"""

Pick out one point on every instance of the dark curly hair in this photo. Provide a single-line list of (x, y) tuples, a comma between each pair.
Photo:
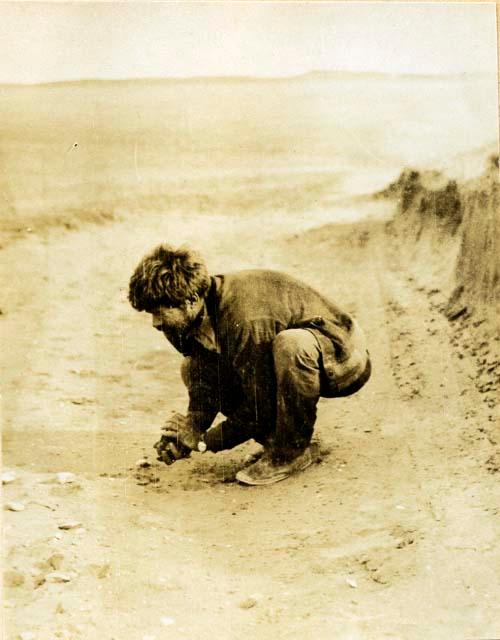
[(167, 276)]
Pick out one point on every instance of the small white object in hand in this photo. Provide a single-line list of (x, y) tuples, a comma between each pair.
[(65, 477), (8, 477)]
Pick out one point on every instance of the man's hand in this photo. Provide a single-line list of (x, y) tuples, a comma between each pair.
[(177, 441)]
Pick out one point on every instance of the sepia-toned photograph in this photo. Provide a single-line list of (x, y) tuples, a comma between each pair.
[(249, 320)]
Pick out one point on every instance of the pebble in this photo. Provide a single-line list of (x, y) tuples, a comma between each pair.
[(8, 477), (249, 603), (65, 477), (70, 524), (14, 506), (56, 560), (13, 578), (58, 576)]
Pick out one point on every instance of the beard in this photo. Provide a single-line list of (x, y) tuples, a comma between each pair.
[(178, 338)]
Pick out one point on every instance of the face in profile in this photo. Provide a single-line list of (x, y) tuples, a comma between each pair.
[(175, 322)]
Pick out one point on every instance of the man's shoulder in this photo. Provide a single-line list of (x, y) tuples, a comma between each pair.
[(251, 277)]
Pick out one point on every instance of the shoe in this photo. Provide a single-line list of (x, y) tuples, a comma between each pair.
[(250, 458), (264, 471)]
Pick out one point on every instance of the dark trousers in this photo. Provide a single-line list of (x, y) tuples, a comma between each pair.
[(299, 382)]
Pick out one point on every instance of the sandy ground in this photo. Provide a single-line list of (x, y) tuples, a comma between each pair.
[(392, 534)]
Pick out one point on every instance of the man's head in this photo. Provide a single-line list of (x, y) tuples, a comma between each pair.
[(171, 284)]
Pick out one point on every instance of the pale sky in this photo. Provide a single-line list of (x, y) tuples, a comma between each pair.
[(42, 42)]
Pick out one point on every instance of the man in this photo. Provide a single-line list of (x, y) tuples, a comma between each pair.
[(260, 347)]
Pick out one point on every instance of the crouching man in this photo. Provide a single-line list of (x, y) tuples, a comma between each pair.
[(260, 347)]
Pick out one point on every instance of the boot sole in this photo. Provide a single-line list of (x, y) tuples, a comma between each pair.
[(243, 478)]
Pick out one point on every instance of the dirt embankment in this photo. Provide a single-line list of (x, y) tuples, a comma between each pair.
[(446, 236)]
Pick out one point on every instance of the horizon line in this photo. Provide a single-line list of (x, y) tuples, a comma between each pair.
[(254, 78)]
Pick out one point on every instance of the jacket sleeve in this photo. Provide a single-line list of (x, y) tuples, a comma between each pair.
[(250, 352), (200, 377)]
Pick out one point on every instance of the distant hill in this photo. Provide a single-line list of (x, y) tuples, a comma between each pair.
[(310, 75)]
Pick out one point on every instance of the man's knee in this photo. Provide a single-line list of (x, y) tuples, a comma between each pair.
[(294, 348)]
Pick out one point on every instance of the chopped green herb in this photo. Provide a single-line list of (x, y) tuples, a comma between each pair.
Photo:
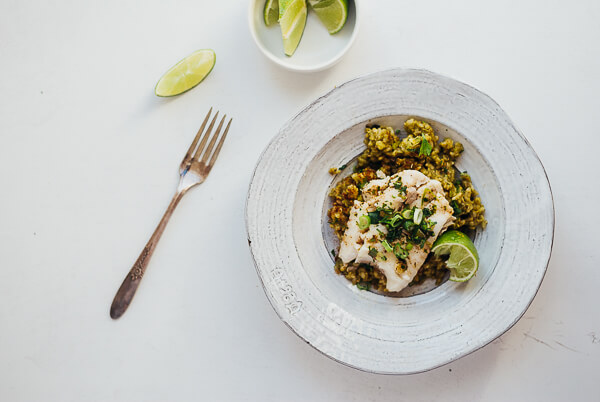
[(418, 216), (425, 146), (398, 186), (456, 208), (407, 214), (374, 216)]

"""

• ACTION ITEM: Could you copy out every record exactly, minus the pictures?

• ANSWER TO THIS PROBLEM:
Pick out one point on every instance of the dark curly hair in this photo. Provide a single-line list of (x, y) tuples, a comma between each pair.
Photo:
[(167, 276)]
Pick out one point on every instance of the small white object in hand in this photo. Provide a single-line list of (x, y) tuples, a comma between each pair.
[(65, 477), (8, 477)]
Pick out one point on every instance of the man's hand in this photo. Provide a single-line list of (x, y) tuples, a comma between each pair.
[(177, 441)]
Pick out one point on every instance of the sepia-toned photograph in this photo. Provide a single-line list of (x, y) tuples, a comma between each pair.
[(249, 320)]
Pick out one point on every instance of the pebble in this photo. Provide a single-line list of (x, y) tuples, a comma between each pair.
[(8, 477), (249, 603), (65, 477), (70, 524), (14, 506), (56, 560), (13, 578), (58, 576)]
Pick out one point on every instance of the beard in this photo. Provide a single-line list of (x, y) tuples, a comma between each pair.
[(178, 338)]
Pick out one point on every instance of the face in profile in this photo. Provide a single-line list of (x, y) tuples, a comma between each pair.
[(175, 322)]
Pick out one point on every instance of the man's shoulder in this photo. Provide a single-line list of (x, y) tuples, a comma between each pair.
[(251, 277)]
Pick out one point on every instance of the shoe in this photo. Provide a single-line list of (x, y) tuples, a comma between each pair.
[(250, 458), (264, 471)]
Pick out one point on every instance of the dark trousers in this photo. Provide a single-line list of (x, y) tuples, a comma between each pair.
[(299, 382)]
Pick out one point on every instance of the sandy ground in this photo. Provide a single-line list of (x, y) tuples, a comma between each pair.
[(392, 534)]
Pick out one point on every instance of the man's head in this photo. Provide a single-line list of (x, y) tuples, a comma between each pair.
[(171, 284)]
Pick out one point on every instance of the pale sky in this photo. Provide a single-line list of (x, y) tuples, a comma between each pair.
[(42, 42)]
Pick out one point on every instance of the man in this photo. Provide a single-line list of (x, y) tuples, a comma between each pair.
[(260, 347)]
Pick out one point on every instance of the crouching man in this photo. Provide a single-line list of (x, y) tuples, a comma between each pair.
[(260, 347)]
Pick out one point on every instance of the boot sole in this photo. Provide a single-line list of (x, y) tuples, a comma between each pair.
[(243, 478)]
Pick out one point on every instance of the dirt embankment in this photo. Provide a single-line list of (x, y) tuples, a comma between each pair.
[(446, 236)]
Pick out one point on every instance of the horizon line in this photo. Provide a single-line list of (x, y) tuples, a comma between each pair.
[(254, 78)]
Pick out one point on every instance of the jacket sleeve in this photo. Provide a single-line list of (x, y) tuples, a comma between each pair.
[(250, 352), (200, 377)]
Pick out one point on every instance of the distant hill in this photo. Provide a single-line list of (x, y) tuples, a comma between each pair.
[(310, 75)]
Pick out one point on every instance of the man's knee in this photo. Provide a single-line list of (x, y) tuples, a comma between each pair.
[(294, 348)]
Pick out one point on every instance of the chopped green herb in this photo. Provide a single-line list of (x, y) tuples, a comma between each pair.
Photo:
[(418, 216), (425, 146), (398, 186), (456, 208), (407, 214), (374, 216)]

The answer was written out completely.